Monday, June 24, 2013

My Problems with Sex in Shonen and Seinen Manga/Anime

NOTE: Don't take this post too seriously. Though it isn't a joke.

I really don't like sex to be in shonen and seinin manga. Heck, I don't like it in pretty much all media that has a story to it, but for this post I'm going to focus on shonen and seinen manga. Also, since this is a pretty touchy subject, I'm going to try to keep this pretty concise.

So, here's my problem: I hate the way sex in used in shonen and seinen manga. And here are the reasons why:

My main problem comes from the fact that sex is always used to simply make a male character look more manly. Now, often this doesn't involve the main protagonist, but that doesn't change the fact that I hate when its done, as it is still a weak and stupid way to portray a man's "manliness". Sex determining "maniliess" is for the animal kingdom, not humans who have the ability to see the "cheapness" of the way sex is portrayed. One of the first examples of this I came across was in Eyeshield 21 with the character of Agon being introduced before the game between the Devil Bats and the Nagas; he's introduced on a bed getting dressed while a girl in a towel is cleaning up int he bathroom. Agon is also constantly portrayed flirting with many, many women throughout the series; all of them falling for him without a second thought. This leads to my second problem ....

Sex in shonen and seinen manga demeans women a great deal. Almost 100% of the time, we don't know who the woman/women are, and they are present simply for the male character to have sex with and nothing else; usually just getting tossed away right afterwards. It shows that the male character(s), as well as the mangaka, simple see the women as sex objects and nothing more. It comes across as childish and just a really weak way of telling a story; even if the tone of the story is dark. Even when a manga/anime's tone isn't dark, this type of action where women are basically seen as objects so a man can look more manly can be found in acts that aren't sex; most often, it's seen through the sexual harassment of female characters, often main female characters; this can be seen a lot in the manga/anime Fairy Tail and Rave Master.

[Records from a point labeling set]
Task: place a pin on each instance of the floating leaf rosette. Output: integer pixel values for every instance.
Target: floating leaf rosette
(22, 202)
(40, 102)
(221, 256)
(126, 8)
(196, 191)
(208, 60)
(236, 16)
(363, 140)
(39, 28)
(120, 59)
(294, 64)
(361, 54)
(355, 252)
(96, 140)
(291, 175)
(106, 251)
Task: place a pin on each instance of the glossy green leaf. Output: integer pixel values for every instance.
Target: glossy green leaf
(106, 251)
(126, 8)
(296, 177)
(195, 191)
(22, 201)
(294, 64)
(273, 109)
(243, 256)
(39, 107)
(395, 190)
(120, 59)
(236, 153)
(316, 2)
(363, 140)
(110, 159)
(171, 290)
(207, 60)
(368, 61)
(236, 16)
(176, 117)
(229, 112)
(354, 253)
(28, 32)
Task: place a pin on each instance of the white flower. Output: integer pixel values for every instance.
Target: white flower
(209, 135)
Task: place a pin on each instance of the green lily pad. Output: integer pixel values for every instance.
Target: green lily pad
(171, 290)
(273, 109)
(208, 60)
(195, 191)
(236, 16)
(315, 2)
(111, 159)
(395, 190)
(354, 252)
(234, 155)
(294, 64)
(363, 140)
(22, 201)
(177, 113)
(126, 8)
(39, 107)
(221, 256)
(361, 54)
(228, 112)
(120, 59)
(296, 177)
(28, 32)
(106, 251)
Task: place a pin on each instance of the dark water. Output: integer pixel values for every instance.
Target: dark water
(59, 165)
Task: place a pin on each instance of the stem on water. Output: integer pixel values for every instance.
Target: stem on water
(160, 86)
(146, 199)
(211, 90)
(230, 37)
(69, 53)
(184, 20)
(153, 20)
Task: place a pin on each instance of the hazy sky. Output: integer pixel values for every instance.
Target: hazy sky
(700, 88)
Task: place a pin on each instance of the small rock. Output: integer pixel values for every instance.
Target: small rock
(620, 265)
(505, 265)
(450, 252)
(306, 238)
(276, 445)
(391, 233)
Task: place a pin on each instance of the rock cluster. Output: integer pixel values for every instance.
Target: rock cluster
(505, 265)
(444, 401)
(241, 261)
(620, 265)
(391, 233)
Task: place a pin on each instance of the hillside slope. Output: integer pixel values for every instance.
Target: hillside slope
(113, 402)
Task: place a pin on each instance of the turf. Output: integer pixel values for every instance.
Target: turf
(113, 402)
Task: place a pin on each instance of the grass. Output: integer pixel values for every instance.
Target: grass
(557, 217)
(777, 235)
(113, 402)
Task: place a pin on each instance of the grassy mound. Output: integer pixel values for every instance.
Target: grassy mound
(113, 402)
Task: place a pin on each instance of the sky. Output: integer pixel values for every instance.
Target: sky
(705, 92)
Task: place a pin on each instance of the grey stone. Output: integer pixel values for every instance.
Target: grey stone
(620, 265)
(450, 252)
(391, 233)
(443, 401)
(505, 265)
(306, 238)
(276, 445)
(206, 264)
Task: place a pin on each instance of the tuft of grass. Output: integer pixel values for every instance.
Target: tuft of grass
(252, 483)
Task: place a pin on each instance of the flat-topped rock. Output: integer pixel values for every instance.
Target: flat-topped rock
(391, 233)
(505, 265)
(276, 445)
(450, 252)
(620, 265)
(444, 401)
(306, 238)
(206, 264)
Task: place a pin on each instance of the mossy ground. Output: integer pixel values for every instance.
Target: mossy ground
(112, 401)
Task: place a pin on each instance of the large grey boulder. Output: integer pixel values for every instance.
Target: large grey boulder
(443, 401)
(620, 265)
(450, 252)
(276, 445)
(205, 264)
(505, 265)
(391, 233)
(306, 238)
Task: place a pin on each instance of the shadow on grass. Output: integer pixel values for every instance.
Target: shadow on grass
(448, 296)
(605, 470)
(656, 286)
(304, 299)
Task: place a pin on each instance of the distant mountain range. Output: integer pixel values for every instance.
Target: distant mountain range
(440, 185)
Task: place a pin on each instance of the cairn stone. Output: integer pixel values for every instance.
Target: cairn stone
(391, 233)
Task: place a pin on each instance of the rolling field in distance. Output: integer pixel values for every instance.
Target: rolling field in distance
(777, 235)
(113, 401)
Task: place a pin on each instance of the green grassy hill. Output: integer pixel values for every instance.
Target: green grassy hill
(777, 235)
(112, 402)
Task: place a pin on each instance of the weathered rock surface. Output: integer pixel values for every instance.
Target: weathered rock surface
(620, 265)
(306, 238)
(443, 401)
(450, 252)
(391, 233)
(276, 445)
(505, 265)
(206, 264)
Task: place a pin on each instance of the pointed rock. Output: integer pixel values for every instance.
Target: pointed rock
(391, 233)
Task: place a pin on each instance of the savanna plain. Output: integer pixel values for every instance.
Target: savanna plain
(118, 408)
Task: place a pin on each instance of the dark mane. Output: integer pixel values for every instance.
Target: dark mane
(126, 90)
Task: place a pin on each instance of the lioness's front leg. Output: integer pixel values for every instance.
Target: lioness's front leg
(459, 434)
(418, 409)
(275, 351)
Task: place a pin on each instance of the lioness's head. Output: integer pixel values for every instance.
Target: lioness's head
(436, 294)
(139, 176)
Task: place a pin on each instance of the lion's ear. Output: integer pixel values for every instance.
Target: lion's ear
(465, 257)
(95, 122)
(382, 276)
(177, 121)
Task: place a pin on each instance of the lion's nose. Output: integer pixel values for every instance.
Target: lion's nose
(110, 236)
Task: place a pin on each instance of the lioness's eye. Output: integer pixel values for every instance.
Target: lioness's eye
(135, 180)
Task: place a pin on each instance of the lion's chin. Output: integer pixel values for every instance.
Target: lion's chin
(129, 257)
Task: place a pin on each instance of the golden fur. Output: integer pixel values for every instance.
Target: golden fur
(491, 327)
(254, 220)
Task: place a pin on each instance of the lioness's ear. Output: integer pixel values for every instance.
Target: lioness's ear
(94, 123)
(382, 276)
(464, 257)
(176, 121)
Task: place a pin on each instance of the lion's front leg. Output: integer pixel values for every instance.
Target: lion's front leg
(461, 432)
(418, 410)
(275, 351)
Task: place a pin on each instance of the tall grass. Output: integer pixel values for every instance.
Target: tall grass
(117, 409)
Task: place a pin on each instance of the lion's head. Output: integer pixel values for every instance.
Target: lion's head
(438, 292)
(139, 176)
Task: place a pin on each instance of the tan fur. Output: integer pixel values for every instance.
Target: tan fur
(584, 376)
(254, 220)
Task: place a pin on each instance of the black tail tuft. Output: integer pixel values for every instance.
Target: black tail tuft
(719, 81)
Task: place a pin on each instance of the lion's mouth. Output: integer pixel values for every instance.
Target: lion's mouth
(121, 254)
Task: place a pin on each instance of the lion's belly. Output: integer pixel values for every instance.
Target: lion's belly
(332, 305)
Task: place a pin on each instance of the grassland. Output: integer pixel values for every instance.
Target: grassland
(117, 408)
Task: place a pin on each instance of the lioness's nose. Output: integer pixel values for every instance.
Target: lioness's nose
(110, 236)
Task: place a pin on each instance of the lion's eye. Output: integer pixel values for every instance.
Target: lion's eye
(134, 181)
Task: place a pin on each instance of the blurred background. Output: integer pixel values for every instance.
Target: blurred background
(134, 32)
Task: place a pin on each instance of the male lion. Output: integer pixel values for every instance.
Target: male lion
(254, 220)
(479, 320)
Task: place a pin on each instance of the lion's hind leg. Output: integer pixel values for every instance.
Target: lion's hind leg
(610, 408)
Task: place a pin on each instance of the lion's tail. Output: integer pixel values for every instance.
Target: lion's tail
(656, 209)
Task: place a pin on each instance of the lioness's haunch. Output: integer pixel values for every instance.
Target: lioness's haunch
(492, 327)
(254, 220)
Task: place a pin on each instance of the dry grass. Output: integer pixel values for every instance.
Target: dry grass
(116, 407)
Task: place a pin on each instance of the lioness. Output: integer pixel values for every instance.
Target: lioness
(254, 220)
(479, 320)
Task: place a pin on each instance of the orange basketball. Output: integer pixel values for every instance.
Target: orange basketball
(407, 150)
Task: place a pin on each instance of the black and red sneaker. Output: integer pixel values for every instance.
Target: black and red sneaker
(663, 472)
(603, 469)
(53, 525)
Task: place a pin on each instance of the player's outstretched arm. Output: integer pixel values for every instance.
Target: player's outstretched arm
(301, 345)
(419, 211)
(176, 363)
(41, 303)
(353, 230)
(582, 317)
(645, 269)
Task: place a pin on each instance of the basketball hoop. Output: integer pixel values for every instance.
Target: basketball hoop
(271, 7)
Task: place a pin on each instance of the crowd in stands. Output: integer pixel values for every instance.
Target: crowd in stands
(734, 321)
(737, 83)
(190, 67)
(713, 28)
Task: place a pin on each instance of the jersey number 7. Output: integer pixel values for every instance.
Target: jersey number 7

• **Direction 1**
Count the lines in the rows that contain the string "hind", treating case as significant, and give only the number.
• **Direction 2**
Write the next part of the blog post about sex in shonen and seinen manga, starting right after its last sentence.

• **Reply 1**
2

• **Reply 2**
On the subject of the women, this leads to the next point: sex in shonen and seinen manga/anime is never consensual. The woman is either being used by the man for sex, being raped, being forced into the act due to being a servant, or simply being a slut. All of these situations don't create any type of situation I would find necessary for a story or being good for character development. It's just smut, and smut's only place is in porn.

Now let's flip the coin, where we have extremely promiscuous women. The most recent that come to mind are Panty from "Panty & Stocking" and Zero from the soon-to-be-released "Drakenguard 3". These types of characters do nothing for story or character development; they are simply sluts. Why have such a character? To prove a point? With Zero, I can see the developers try to create a dark and depressing story for the character of Zero, but it will still feel unnecessary to me. And the reason for that is ...

Sex in shonen and seinen is unnecessary. Sex never brings about character development, even when dealing with adult characters or dark tones; it's always done simply to portray a male character as "manly" or a female character as "slutty", or create a dark tone or atmosphere. Such things can be done in much better ways through actual story telling and use of dialogue and actions, as shown by the many great manga which have no such elements of sex. As a result, I can only see the existence of sex in shonen and seinen manga to be for the factor of fanservice and smut; that's what it ultimately be viewed as, either that or simply to create a terrible feeling of dread in the reader/watcher, and if that was the case, there are far better ways of doing that.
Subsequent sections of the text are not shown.